Text passage Block Start
I am angry, because according to the World Health Organization, 35% of women and girls around the world will experience intimate partner or non-partner violence in their lifetime. WHO is calling this ‘a global health problem of epidemic proportions’. I am angry because in the US, every two minutes someone is sexually assaulted – and nine out of ten victims are women. I am angry because in India, women and girls have a bulls-eye on their backs whenever they step outside their homes – and too often also within their homes. I am angry because there is an endless number of such examples, from all over the world. While the reasons behind violence against women and girls, as well as the form that such violence takes, vary between countries, one thing is common to all women and girls regardless of location:

No woman or girl is immune to this epidemic of violence.

The situation of my home country, Finland, also makes me angry. According to Naisten Linja (“Women’s Line”), an organization that works to prevent violence against women and girls and to help victims of such violence, over 40% of Finnish girls and women above the age of 15 have faced physical or sexual violence or have been threatened with violence. I’m angry because the risk for Finnish women to face domestic violence is twice the average of the European Union. Another thing that makes me angry is the backlash that this Day causes every year: what about men? Isn’t violence against men as important, why are there so many resources directed towards eliminating violence against women – why aren’t men getting the same attention? Of course the violence men and boys experience is equally important – but more often than not, it is not a case of gender-based violence. Gender-based violence and discrimination are issues that stem from the fundamental belief that the female sex is of lesser value, of lesser importance, than the male. Gender-based violence tells women and girls:

You are not worthy – you are weaker, less important, meaningless, powerless.

Photo by Shareef Sarhan; courtesy of UN Women

Gender-based violence doesn’t just cause physical pain and damage – it breaks, destroys, shames, violates, dehumanizes. Men might be over-represented as, for example, victims of gun violence – but this is not necessarily an example of gender-based violence. Almost always, the victim of domestic and sexual violence is a girl or a woman, and females across cultures experience more gender-based discrimination and inequality than males. It is important to recognize these distinctions, so that we can pinpoint the fundamental reasons behind violence against women and girls properly and therefore also respond to them with the right approaches and tools.

We all should be infuriated because images of violated and dominated bodies of women are used to sell everything from cars to shoes to men’s suits and perfumes. We should be livid because of what Google’s search engine reveals about the attitudes towards women and girls. We should feel enraged over the fact that when media reports rape cases, what the victim was wearing or whether she had been drinking is still often mentioned in the opening paragraph. Finns should be furious over the fact that the number of reported rapes in Finland has nearly doubled in the past ten years. We should be fuming over the fact that there are countries where rape victims are forced to marry their rapists, and countries where a husband can’t rape his wife because under the law, marriage is considered to equal “consent”. We should be enraged for the fact that freedom of speech is used as a justification for spreading images of bruised, battered and violated bodies of women and girls in social media, with captions such as “next time she’ll stay in the kitchen” – but images of breastfeeding mothers get censored, because they are considered offensive. Violence against women is a global phenomenon – an epidemic – that has become a tool for power, a tactic for war, a marketing strategy, form of entertainment, punch line of a joke. Those are reasons for being enraged, furious, angry, not only today, but every single day. Violence against women is a human rights violation, and there is never, ever any justification or excuse for it. November 25th also started a global campaign of 16 Days of Activism Against Gender Violence, and there is plenty of work to be done. This issue touches us all – based on statistics, it is likely that we all know a woman or a girl who has faced violence – or that we ourselves are those victims.
Text passage Block End
Material supplied Block Start
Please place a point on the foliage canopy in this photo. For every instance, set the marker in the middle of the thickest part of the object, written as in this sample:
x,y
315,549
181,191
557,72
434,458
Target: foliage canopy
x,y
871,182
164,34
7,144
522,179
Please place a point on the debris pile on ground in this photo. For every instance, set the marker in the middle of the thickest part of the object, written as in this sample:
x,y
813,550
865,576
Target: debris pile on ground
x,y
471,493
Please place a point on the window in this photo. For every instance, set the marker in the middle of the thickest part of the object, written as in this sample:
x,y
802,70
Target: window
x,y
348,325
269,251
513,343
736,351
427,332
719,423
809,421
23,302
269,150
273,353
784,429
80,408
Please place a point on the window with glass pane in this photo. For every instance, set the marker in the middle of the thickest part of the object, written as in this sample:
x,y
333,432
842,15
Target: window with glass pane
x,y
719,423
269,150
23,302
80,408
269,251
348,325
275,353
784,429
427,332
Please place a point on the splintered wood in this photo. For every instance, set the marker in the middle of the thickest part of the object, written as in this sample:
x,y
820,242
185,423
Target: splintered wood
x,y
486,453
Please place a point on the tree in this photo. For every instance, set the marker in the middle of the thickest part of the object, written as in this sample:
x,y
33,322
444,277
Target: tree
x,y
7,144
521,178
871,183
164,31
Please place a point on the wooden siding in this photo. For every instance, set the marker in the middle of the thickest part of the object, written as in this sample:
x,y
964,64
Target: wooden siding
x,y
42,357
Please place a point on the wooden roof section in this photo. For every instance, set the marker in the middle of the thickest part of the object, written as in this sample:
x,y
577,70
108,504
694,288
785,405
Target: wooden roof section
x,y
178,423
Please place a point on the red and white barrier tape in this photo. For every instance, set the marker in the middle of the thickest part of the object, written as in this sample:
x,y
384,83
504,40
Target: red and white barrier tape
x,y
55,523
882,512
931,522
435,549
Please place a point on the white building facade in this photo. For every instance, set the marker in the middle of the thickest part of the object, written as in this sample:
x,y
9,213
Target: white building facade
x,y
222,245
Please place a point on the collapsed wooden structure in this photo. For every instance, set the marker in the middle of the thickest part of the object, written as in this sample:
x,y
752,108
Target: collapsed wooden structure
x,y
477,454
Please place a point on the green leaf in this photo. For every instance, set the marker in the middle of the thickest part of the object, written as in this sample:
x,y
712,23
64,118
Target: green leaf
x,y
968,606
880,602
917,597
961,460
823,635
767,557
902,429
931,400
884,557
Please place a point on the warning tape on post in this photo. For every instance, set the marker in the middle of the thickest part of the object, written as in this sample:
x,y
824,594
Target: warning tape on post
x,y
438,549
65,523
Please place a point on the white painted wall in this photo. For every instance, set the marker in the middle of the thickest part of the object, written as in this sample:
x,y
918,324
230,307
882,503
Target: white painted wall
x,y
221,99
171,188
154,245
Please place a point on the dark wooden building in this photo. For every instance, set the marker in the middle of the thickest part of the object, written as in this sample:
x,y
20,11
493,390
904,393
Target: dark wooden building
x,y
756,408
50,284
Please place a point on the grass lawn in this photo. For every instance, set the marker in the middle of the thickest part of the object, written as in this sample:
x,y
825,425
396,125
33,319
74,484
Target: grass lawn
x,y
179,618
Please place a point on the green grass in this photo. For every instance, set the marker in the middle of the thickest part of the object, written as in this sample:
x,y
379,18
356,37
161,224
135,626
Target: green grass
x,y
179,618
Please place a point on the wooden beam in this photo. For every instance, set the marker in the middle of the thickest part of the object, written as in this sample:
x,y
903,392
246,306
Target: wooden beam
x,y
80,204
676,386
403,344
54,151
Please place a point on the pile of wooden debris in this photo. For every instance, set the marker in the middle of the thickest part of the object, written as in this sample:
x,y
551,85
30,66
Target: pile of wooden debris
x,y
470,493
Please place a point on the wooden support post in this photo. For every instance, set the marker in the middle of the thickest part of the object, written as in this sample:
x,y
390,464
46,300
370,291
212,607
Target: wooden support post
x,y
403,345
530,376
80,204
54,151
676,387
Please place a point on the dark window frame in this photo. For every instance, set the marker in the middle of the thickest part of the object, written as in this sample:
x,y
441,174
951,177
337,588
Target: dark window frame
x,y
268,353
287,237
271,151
Material supplied Block End
▶ _Exercise instructions_
- A) Answer these questions from the essay on violence against women:
(i) According to the World Health Organization, what percentage of women and girls worldwide will experience intimate partner or non-partner violence in their lifetime?
(ii) How does the risk of domestic violence for Finnish women compare with the European Union average?
(iii) What global campaign also started on November 25th?
- B) In the essay on violence against women, can you copy out everything from "You are not" down to "approaches and tools."?
- C) Can you pick up the essay on violence against women after its final sentence and keep writing it?
The listing has no connection to the essay on violence against women.

▶ _List of answers_
- A)
(i) 35%
(ii) It is twice the European Union average.
(iii) The 16 Days of Activism Against Gender Violence

- B)
You are not worthy – you are weaker, less important, meaningless, powerless.

Photo by Shareef Sarhan; courtesy of UN Women

Gender-based violence doesn’t just cause physical pain and damage – it breaks, destroys, shames, violates, dehumanizes. Men might be over-represented as, for example, victims of gun violence – but this is not necessarily an example of gender-based violence. Almost always, the victim of domestic and sexual violence is a girl or a woman, and females across cultures experience more gender-based discrimination and inequality than males. It is important to recognize these distinctions, so that we can pinpoint the fundamental reasons behind violence against women and girls properly and therefore also respond to them with the right approaches and tools.

- C)
Orange Your World in 16 days - Image courtesy of UN Women
Orange Your World in 16 days – Image courtesy of UN Women

I am infuriated, I am enraged – but I won’t take out that anger by attacking someone else, I won’t threaten or verbally abuse people online, I won’t punch anyone, and I won’t forcefully take something that isn’t mine. Instead, I will gather and harness that anger, and try to turn it into fuel for something positive. I will try to turn it into action, and from there into change. Will you do that too?

A version of this article was originally published in Finnish by Kepa, an umbrella organization for Finnish civil society organizations working on global development issues. 

Highlighting: CODE RED for Gender Justice, on the International Day for the Elimination of Violence Against Women


Photo courtesy of CODE RED for Gender Justice facebook page

CODE RED for Gender Justice is a Caribbean feminist activist collective, raising awareness and providing opportunities for regional collaboration on issues of gender justice.

Our activities aim to bring a plurality of critical feminist voices to everything from politics and economics to gender and sexualities in our global world. Source

Whether writing about mainstream news stories through a feminist lens or sharing inspiring stories of women and girls around the world, CODE RED carves out a space for Caribbean feminists in the dialogue and activism surrounding gender equality.

Beginning as a student organization at the University of the West Indies, Cave Hill Campus, Barbados; CODE RED now has an international reach.  The organization’s work includes an annual Symposium to nurture emerging feminist scholars and activists from the Caribbean, and the creation of the CatchAFyah Caribbean Feminist Network working towards gender equity and women’s rights.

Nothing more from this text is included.